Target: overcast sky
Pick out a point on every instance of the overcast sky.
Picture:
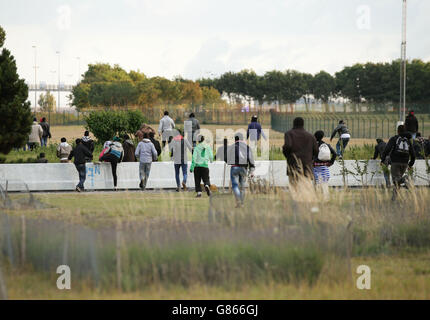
(201, 38)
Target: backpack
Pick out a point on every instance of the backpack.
(324, 153)
(402, 145)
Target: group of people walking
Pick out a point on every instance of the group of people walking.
(39, 134)
(307, 155)
(310, 157)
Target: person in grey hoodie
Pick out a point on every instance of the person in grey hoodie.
(195, 126)
(146, 153)
(165, 128)
(178, 150)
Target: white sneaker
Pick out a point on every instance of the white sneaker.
(208, 190)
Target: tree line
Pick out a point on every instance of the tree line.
(374, 83)
(107, 86)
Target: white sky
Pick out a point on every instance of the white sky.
(200, 38)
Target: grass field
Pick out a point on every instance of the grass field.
(279, 246)
(362, 148)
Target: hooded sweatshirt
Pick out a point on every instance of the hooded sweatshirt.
(166, 124)
(397, 157)
(129, 150)
(146, 152)
(88, 142)
(201, 156)
(63, 150)
(36, 133)
(178, 149)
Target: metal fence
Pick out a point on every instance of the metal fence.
(366, 126)
(62, 118)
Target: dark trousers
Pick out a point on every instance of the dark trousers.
(397, 172)
(184, 168)
(296, 173)
(113, 162)
(341, 146)
(201, 173)
(82, 174)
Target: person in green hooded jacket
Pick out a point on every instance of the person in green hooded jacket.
(202, 154)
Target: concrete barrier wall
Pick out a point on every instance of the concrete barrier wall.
(60, 176)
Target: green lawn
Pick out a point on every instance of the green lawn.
(280, 245)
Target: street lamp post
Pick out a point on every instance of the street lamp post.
(402, 113)
(79, 68)
(58, 88)
(35, 81)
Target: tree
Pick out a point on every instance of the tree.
(15, 111)
(323, 86)
(47, 102)
(210, 95)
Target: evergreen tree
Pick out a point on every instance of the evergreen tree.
(15, 124)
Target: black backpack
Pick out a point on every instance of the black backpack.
(402, 145)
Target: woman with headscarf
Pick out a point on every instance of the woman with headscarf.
(114, 155)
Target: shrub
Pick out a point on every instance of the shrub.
(108, 123)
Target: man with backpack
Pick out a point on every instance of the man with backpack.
(146, 153)
(402, 156)
(202, 155)
(300, 148)
(165, 128)
(114, 155)
(344, 137)
(63, 150)
(80, 152)
(241, 159)
(411, 124)
(178, 151)
(88, 142)
(379, 150)
(46, 132)
(325, 158)
(195, 126)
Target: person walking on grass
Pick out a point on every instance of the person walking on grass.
(46, 132)
(129, 149)
(80, 153)
(88, 142)
(146, 153)
(379, 150)
(300, 148)
(155, 142)
(114, 155)
(195, 127)
(402, 156)
(202, 155)
(165, 128)
(41, 158)
(241, 159)
(411, 124)
(178, 151)
(63, 151)
(344, 137)
(323, 160)
(254, 131)
(35, 136)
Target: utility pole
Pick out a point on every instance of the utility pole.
(35, 81)
(58, 88)
(402, 106)
(79, 68)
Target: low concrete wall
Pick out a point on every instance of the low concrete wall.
(59, 176)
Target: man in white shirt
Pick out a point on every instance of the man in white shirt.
(165, 128)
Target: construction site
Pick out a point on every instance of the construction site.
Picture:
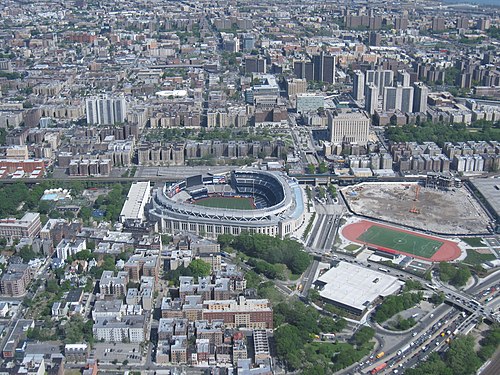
(452, 212)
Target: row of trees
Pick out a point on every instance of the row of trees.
(395, 304)
(197, 268)
(297, 326)
(460, 359)
(321, 168)
(455, 275)
(439, 133)
(270, 249)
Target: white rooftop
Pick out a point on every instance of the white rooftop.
(137, 197)
(356, 286)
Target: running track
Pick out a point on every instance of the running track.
(448, 251)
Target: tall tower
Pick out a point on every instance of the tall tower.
(358, 85)
(406, 103)
(421, 92)
(403, 77)
(371, 102)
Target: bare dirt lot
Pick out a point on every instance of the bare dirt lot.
(446, 212)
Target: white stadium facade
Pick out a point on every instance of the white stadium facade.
(278, 204)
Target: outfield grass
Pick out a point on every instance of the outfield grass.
(352, 247)
(473, 241)
(227, 202)
(400, 241)
(474, 257)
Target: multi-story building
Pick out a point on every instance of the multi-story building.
(106, 110)
(142, 264)
(137, 198)
(348, 126)
(247, 313)
(371, 98)
(420, 94)
(66, 248)
(358, 84)
(111, 285)
(28, 226)
(15, 280)
(132, 328)
(308, 102)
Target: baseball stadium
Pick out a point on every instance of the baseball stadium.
(254, 201)
(399, 241)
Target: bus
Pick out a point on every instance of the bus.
(430, 286)
(378, 368)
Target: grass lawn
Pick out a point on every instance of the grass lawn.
(474, 257)
(474, 241)
(352, 247)
(227, 202)
(319, 352)
(400, 241)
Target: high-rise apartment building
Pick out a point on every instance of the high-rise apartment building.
(348, 126)
(421, 92)
(106, 110)
(398, 98)
(322, 68)
(358, 85)
(403, 77)
(371, 99)
(380, 77)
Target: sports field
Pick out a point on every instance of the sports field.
(401, 241)
(227, 202)
(395, 240)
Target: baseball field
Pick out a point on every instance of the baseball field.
(232, 203)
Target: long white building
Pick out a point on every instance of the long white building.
(137, 198)
(106, 110)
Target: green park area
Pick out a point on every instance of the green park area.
(400, 241)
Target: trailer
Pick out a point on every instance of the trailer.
(378, 368)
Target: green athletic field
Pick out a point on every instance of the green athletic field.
(227, 202)
(400, 241)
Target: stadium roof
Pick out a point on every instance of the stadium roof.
(356, 287)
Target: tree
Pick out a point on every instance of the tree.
(363, 335)
(310, 169)
(85, 213)
(437, 298)
(322, 167)
(461, 357)
(27, 254)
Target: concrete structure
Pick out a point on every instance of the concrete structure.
(371, 98)
(355, 288)
(309, 102)
(15, 280)
(420, 94)
(348, 126)
(106, 110)
(358, 85)
(137, 198)
(243, 313)
(279, 196)
(28, 226)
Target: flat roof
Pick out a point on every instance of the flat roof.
(490, 190)
(356, 286)
(133, 208)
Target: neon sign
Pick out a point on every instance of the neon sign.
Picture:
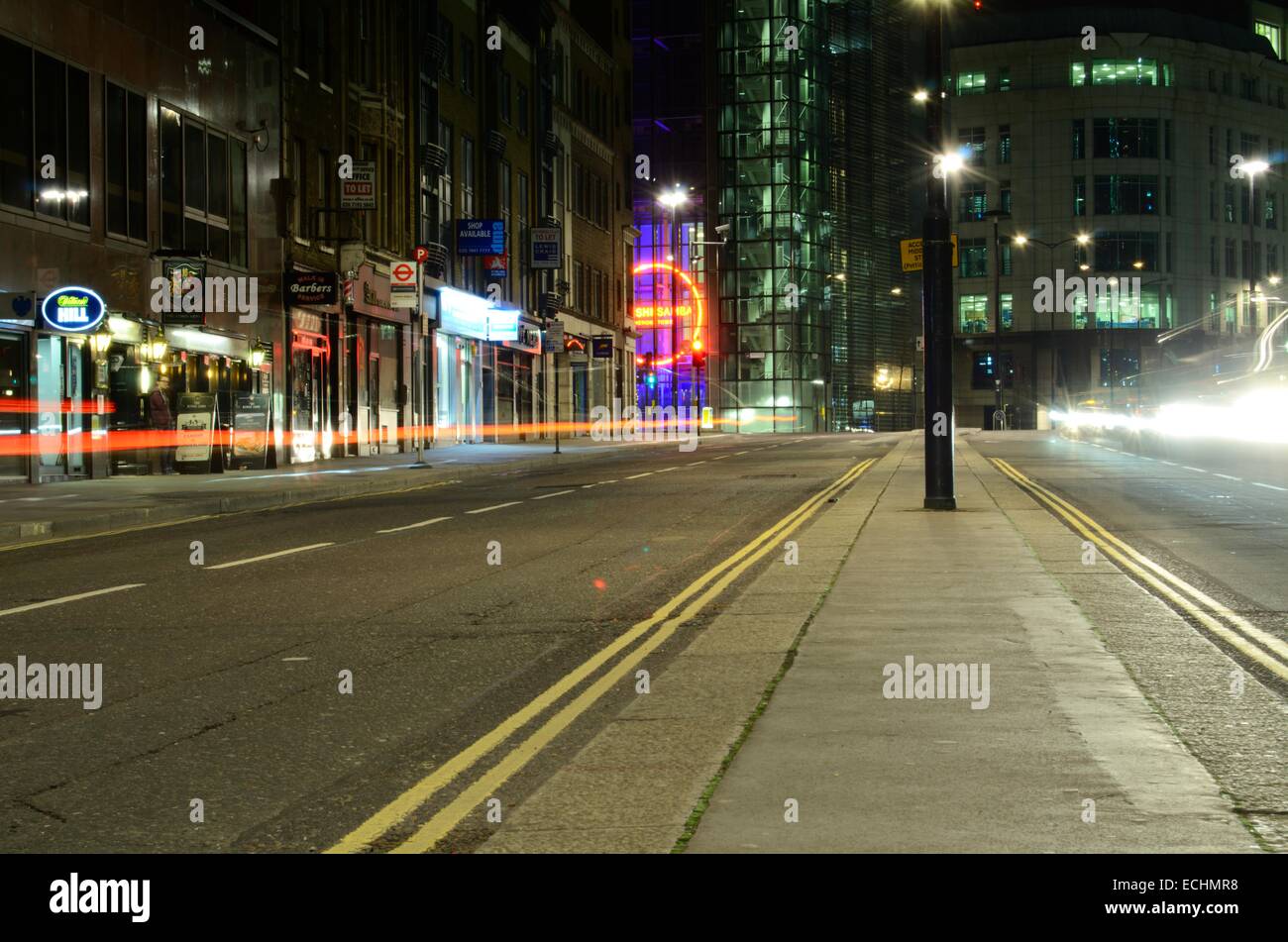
########
Given task –
Format every line of the items above as a numbered list, skipping blank lines and leaving out the pictures.

Solution below –
1. Target: overcast sky
2. Pick out a point on every instance of the overcast sky.
3. Picture:
4. (201, 38)
5. Target: backpack
6. Pick out a point on every instance of the backpack.
7. (324, 153)
8. (402, 145)
9. Target: group of people walking
10. Pick out a point on every instance of the group of people walking.
11. (39, 134)
12. (307, 155)
13. (310, 157)
14. Target: person in grey hoodie
15. Pick out a point on every instance of the person in grey hoodie.
16. (195, 126)
17. (146, 153)
18. (165, 128)
19. (178, 150)
20. Target: white sneaker
21. Pick out a point on every instance of the white sneaker.
22. (208, 190)
23. Target: tree line
24. Pick out a point on every instance of the tree line.
25. (374, 83)
26. (107, 86)
27. Target: white sky
28. Pick out a point on every instance of the white sky.
29. (200, 38)
30. Target: grass field
31. Pick out a point on every instance of the grass field.
32. (279, 246)
33. (362, 148)
34. Target: hooded sweatshirt
35. Pick out a point on every instance of the hooded sweatshirt.
36. (166, 124)
37. (397, 157)
38. (129, 150)
39. (146, 152)
40. (88, 142)
41. (201, 156)
42. (63, 150)
43. (36, 133)
44. (178, 149)
45. Target: metal fence
46. Pick out a point on every instance of the metal fence.
47. (366, 126)
48. (62, 118)
49. Target: dark trousers
50. Pick out a point on every instance of the dark trousers.
51. (397, 172)
52. (184, 168)
53. (296, 173)
54. (113, 162)
55. (341, 146)
56. (201, 173)
57. (82, 174)
58. Target: person in green hooded jacket
59. Pick out a point on every instance of the person in green hooded jacket.
60. (202, 154)
61. Target: concrete barrier wall
62. Pick out a point on every instance of the concrete barrier wall.
63. (60, 176)
64. Target: green lawn
65. Pick out a point on every instance of the green lawn.
66. (280, 245)
67. Target: street lamp post
68. Pick out a point on every instance of the street lamp post.
69. (402, 113)
70. (79, 68)
71. (58, 88)
72. (35, 81)
73. Target: tree
74. Pick out a point on every instance of the tree.
75. (15, 111)
76. (323, 86)
77. (47, 102)
78. (210, 95)
79. Target: evergreen tree
80. Pick out a point on every instance of the evergreen tree.
81. (15, 124)
82. Target: black backpack
83. Pick out a point on every instance of the black backpack.
84. (402, 145)
85. Target: woman with headscarf
86. Pick out a point on every instance of the woman with headscarf.
87. (114, 155)
88. Target: shrub
89. Pick out a point on every instance of the shrub.
90. (108, 123)
91. Target: man with backpack
92. Pick out a point on every instance of the man with backpack.
93. (146, 153)
94. (402, 156)
95. (202, 155)
96. (300, 148)
97. (165, 128)
98. (114, 155)
99. (344, 137)
100. (63, 150)
101. (80, 152)
102. (241, 159)
103. (411, 124)
104. (178, 151)
105. (88, 142)
106. (379, 150)
107. (46, 132)
108. (325, 158)
109. (195, 126)
110. Target: person walking on grass
111. Pick out a point on every instance of the person walking on grass.
112. (46, 132)
113. (129, 149)
114. (80, 153)
115. (88, 142)
116. (146, 153)
117. (379, 150)
118. (300, 148)
119. (155, 142)
120. (114, 155)
121. (195, 127)
122. (402, 156)
123. (202, 155)
124. (165, 128)
125. (41, 158)
126. (241, 159)
127. (411, 124)
128. (178, 151)
129. (63, 151)
130. (344, 137)
131. (323, 160)
132. (254, 131)
133. (35, 136)
134. Target: utility pole
135. Pick out a point on every instance of the utility pole.
136. (35, 81)
137. (58, 88)
138. (402, 106)
139. (79, 68)
140. Target: low concrete wall
141. Pick out a point on every instance of the low concrete wall.
142. (59, 176)
143. Target: man in white shirt
144. Pick out a point on every instance of the man in white shirt.
145. (165, 128)
146. Target: construction site
147. Pick out a point on every instance of the construction site.
148. Picture:
149. (452, 212)
150. Target: row of trees
151. Pick out a point on every instance of the row of trees.
152. (395, 304)
153. (197, 268)
154. (297, 326)
155. (460, 359)
156. (321, 168)
157. (455, 275)
158. (439, 133)
159. (270, 249)
160. Target: white rooftop
161. Pick out a point on every instance of the white rooftop.
162. (137, 197)
163. (356, 286)
164. Target: running track
165. Pick out a point on every instance of the running track.
166. (448, 251)
167. Target: tall tower
168. Pick out a point on every instance of the tall tower.
169. (358, 85)
170. (406, 103)
171. (421, 92)
172. (403, 77)
173. (371, 102)
174. Target: bare dirt lot
175. Pick out a point on every instance of the bare dirt lot.
176. (446, 212)
177. Target: white stadium facade
178. Pick out a point on every instance of the white stadium facade.
179. (278, 204)
180. Target: outfield grass
181. Pick out a point on every instance of the outfield grass.
182. (352, 247)
183. (473, 241)
184. (227, 202)
185. (400, 241)
186. (474, 257)
187. Target: multi-story building
188. Pick out a point on every instance of the multi-story building.
189. (106, 110)
190. (142, 264)
191. (137, 198)
192. (348, 126)
193. (247, 313)
194. (371, 98)
195. (420, 94)
196. (66, 248)
197. (358, 84)
198. (111, 285)
199. (28, 226)
200. (15, 280)
201. (132, 328)
202. (308, 102)
203. Target: baseball stadium
204. Pick out a point on every instance of the baseball stadium.
205. (254, 201)
206. (399, 241)
207. Target: bus
208. Pick out a point on every instance of the bus.
209. (430, 286)
210. (378, 368)
211. Target: grass lawn
212. Pick out a point on every instance of the grass lawn.
213. (474, 257)
214. (474, 241)
215. (352, 247)
216. (227, 202)
217. (319, 352)
218. (400, 241)
219. Target: high-rise apartment building
220. Pick out a point on every instance of the high-rise apartment building.
221. (348, 126)
222. (421, 92)
223. (106, 110)
224. (398, 98)
225. (322, 68)
226. (358, 85)
227. (403, 77)
228. (371, 99)
229. (380, 77)
230. Target: sports field
231. Pick out a point on every instance of the sports field.
232. (401, 241)
233. (227, 202)
234. (395, 240)
235. Target: baseball field
236. Pick out a point on every instance of the baseball field.
237. (232, 203)
238. Target: long white building
239. Pick out a point on every instance of the long white building.
240. (137, 198)
241. (106, 110)
242. Target: green park area
243. Pick out a point on every instance of the green park area.
244. (400, 241)
245. Target: trailer
246. Pick out a point on every instance of the trailer.
247. (378, 368)
248. Target: green athletic field
249. Pick out a point on every instance of the green athletic field.
250. (227, 202)
251. (400, 241)
252. Target: stadium roof
253. Pick out a point on every instance of the stadium roof.
254. (356, 287)
255. Target: tree
256. Pick out a point on every instance of the tree.
257. (363, 335)
258. (310, 169)
259. (85, 213)
260. (437, 298)
261. (322, 167)
262. (461, 357)
263. (27, 254)
264. Target: concrete structure
265. Pick out a point on every instance of the concrete structure.
266. (371, 98)
267. (355, 288)
268. (309, 102)
269. (15, 280)
270. (420, 94)
271. (348, 126)
272. (106, 110)
273. (358, 85)
274. (137, 198)
275. (243, 313)
276. (279, 196)
277. (28, 226)
278. Target: flat roof
279. Pick out a point on every instance of the flat roof.
280. (490, 190)
281. (356, 286)
282. (133, 208)
283. Target: neon sign
284. Pick out a point on every instance of the neon sign.
285. Picture:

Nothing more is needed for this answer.